Natural language region descriptions:

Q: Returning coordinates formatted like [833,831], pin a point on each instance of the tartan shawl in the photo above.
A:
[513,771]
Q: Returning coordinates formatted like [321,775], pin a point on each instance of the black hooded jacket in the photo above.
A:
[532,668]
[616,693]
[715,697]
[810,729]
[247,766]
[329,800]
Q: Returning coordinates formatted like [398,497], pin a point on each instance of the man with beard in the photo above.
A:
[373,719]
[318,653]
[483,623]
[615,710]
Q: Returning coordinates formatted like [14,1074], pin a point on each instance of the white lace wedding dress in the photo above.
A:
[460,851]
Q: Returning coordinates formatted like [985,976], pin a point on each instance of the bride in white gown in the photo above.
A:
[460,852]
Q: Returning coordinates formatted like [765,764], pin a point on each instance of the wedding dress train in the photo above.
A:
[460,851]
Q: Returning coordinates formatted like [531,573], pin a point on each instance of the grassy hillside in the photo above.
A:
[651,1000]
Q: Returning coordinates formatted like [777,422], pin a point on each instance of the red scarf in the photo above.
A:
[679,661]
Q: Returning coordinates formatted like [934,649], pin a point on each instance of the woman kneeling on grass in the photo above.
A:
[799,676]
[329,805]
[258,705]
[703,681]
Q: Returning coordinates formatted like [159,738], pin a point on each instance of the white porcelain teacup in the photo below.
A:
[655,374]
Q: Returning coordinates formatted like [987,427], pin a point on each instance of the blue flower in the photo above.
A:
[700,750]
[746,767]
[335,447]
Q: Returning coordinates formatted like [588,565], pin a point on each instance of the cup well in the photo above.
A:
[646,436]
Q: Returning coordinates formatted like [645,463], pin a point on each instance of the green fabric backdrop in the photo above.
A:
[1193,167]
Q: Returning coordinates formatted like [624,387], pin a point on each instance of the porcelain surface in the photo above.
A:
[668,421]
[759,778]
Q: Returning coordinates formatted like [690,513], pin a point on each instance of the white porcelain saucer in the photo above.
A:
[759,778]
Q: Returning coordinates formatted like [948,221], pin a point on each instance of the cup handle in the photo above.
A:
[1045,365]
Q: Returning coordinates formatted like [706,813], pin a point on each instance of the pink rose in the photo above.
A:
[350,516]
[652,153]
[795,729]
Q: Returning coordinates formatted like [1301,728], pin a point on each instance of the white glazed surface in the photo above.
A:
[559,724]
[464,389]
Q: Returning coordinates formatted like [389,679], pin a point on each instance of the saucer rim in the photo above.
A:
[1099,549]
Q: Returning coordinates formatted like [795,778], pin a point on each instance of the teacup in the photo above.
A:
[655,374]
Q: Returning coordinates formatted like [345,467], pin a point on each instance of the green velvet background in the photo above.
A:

* WHAT TO PRODUCE
The data above needs retyping. Reproduce each line exactly.

* ANSWER SPACE
Q: Returning coordinates formatted like [833,831], pin a point on each instance of the tartan shawl in the photo above.
A:
[513,771]
Q: Returning coordinates formatted like [321,775], pin a point on each instance of the black hooded jacket in the photo above.
A:
[532,668]
[616,693]
[715,697]
[810,729]
[247,766]
[329,800]
Q: Returning coordinates formatted like [398,497], pin a point on each instance of the man with beard in the photo above.
A:
[373,719]
[318,653]
[483,623]
[615,710]
Q: Returning coordinates formatted like [14,1074], pin a point on each instance of the white lace wedding dress in the photo above.
A:
[460,851]
Q: Returning coordinates formatted like [985,976], pin a point on each instance of the bride in white gown in the photo above.
A:
[460,852]
Q: Returning coordinates formatted like [765,764], pin a point on each instance of the wedding dress train in the photo above.
A:
[460,851]
Q: Returning coordinates formatted like [531,573], pin a point on each instance of the grassy hillside in the photo above.
A:
[651,1000]
Q: Returning coordinates formatted like [777,422], pin a point on each instance of the red scarf in the photo above.
A:
[679,661]
Q: Returning coordinates formatted like [934,649], pin a point on each instance of the woman kneeling on grass in the photo above.
A:
[799,676]
[329,805]
[258,705]
[703,681]
Q: Returning coordinates formatted like [159,738], pin a point on each instance of the white porcelain teacup in the photo below.
A:
[655,374]
Q: Returning coordinates formatted like [987,427], pin a point on each instance of the blue flower in the photo above.
A:
[700,750]
[746,767]
[335,447]
Q: Returning coordinates formatted like [588,565], pin a point on each instance of the cup well in the photo above.
A:
[646,436]
Q: Returning coordinates formatted like [645,463], pin a point on each instance of the green fabric backdrop in the photo above.
A:
[1193,167]
Q: Returning coordinates formatted like [624,387], pin a point on each instance of the porcelain surface in the photo above.
A:
[668,421]
[759,778]
Q: Returning coordinates formatted like [690,513], pin a point on each instance of the white porcelain saucer in the photo above.
A:
[759,778]
Q: Returning coordinates formatted like [948,221], pin a point on each instance of the cup handle in the photo above.
A:
[1045,365]
Q: Returning coordinates formatted like [706,813], pin a point on each instance of the pink rose in the photo above.
A:
[350,516]
[652,153]
[795,729]
Q: Returning coordinates formatted like [1301,728], pin a point on each instance of the white glazed surface in the photo above.
A:
[559,724]
[464,389]
Q: Returning coordinates formatted like [389,679], pin a point on each instance of the saucer rim in the photo above.
A:
[1099,549]
Q: Returning coordinates formatted like [795,778], pin a point on each instance of the teacup in the photo above.
A:
[655,374]
Q: Returning coordinates formatted like [345,467], pin a point on each instance of the green velvet background in the photo above.
A:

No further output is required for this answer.